→ **PETUNJUK TUGAS**
Ambil bagian entri yang dimulai dari baris berisi "One pin per instance of the ceiling, set" dan berakhir di baris berisi "<point>291,61</point>", lalu tulis ulang semua barisnya tanpa diubah, termasuk kedua baris itu.

§ §

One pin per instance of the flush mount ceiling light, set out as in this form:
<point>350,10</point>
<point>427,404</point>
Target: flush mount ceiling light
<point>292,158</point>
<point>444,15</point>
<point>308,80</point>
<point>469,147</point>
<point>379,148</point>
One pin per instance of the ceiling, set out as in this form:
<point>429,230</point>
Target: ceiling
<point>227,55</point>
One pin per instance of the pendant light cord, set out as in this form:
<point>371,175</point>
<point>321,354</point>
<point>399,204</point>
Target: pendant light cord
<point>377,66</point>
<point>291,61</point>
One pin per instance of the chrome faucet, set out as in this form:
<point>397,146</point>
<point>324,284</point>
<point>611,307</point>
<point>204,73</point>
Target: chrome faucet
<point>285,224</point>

§ §

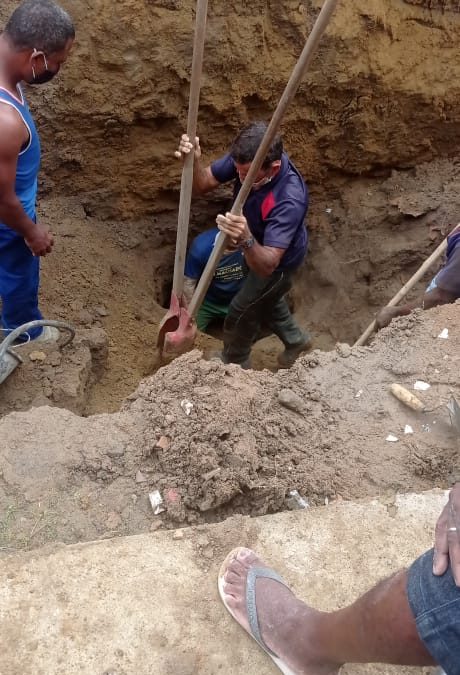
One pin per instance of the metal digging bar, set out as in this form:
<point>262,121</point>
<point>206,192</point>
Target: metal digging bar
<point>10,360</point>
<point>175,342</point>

§ §

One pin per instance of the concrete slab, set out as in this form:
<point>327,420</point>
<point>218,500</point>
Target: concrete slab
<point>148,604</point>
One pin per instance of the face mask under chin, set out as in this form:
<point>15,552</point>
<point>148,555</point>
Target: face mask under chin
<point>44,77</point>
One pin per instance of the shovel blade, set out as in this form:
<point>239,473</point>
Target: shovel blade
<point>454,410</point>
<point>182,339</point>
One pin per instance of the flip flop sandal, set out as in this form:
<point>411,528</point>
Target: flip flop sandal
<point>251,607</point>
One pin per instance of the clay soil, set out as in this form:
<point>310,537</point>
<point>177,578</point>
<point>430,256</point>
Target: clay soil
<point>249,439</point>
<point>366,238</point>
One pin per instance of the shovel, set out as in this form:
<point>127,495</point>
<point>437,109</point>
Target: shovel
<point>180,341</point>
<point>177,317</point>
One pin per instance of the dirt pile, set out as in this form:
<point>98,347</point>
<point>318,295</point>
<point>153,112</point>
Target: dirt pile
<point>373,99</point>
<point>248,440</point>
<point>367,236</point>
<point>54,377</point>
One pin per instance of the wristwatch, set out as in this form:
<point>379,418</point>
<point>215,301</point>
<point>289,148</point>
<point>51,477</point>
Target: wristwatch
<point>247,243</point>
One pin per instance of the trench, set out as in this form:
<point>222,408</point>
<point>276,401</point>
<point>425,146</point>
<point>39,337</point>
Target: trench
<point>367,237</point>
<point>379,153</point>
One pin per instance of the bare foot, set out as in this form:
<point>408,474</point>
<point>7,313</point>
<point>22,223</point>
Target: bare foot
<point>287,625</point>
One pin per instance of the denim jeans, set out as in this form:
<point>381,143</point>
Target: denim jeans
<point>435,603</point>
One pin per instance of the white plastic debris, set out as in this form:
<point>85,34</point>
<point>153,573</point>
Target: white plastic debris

§ §

→ **JAWABAN LATIHAN**
One pin per instance of the ceiling, set out as in this form:
<point>429,230</point>
Target: ceiling
<point>227,55</point>
One pin per instance of the pendant light cord, set out as in this form:
<point>371,175</point>
<point>321,354</point>
<point>399,204</point>
Target: pendant light cord
<point>377,66</point>
<point>291,61</point>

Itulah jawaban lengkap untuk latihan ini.